[EXCERPTED RECORDS]

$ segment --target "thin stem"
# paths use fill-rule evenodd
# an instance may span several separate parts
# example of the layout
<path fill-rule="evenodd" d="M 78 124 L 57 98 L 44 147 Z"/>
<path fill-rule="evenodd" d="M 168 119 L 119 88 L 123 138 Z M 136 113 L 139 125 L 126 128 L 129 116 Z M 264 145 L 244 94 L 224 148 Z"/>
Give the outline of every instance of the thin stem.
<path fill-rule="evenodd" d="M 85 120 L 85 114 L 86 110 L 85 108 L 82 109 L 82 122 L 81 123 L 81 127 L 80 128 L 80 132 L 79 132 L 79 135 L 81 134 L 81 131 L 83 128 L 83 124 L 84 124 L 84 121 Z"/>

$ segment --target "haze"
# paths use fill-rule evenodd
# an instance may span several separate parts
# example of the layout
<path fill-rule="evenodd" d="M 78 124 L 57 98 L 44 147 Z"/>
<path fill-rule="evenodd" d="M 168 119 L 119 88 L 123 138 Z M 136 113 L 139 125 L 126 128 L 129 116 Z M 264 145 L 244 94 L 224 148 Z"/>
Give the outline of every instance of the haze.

[SHORT EXERCISE] Scale the lines from the start of the lines through the line containing "85 120 L 85", inclusive, and give only those lines. Multiply each coordinate in the answer paths by 2.15, round to the nearest whole number with halves rounded up, and leave everything else, including the requests and the sample paths, unchanged.

[EXPECTED ANSWER]
$ segment --target "thin stem"
# paths use fill-rule evenodd
# an instance may span several separate parts
# example of the layout
<path fill-rule="evenodd" d="M 78 124 L 57 98 L 44 147 Z"/>
<path fill-rule="evenodd" d="M 168 119 L 119 88 L 123 138 Z M 136 113 L 139 125 L 126 128 L 129 116 Z M 264 145 L 244 94 L 224 148 Z"/>
Give the outline of every instance of the thin stem.
<path fill-rule="evenodd" d="M 183 258 L 183 245 L 185 237 L 183 232 L 176 234 L 176 262 L 174 264 L 174 273 L 172 275 L 172 284 L 170 284 L 170 290 L 174 288 L 174 282 L 178 275 L 178 267 L 181 267 L 181 260 Z"/>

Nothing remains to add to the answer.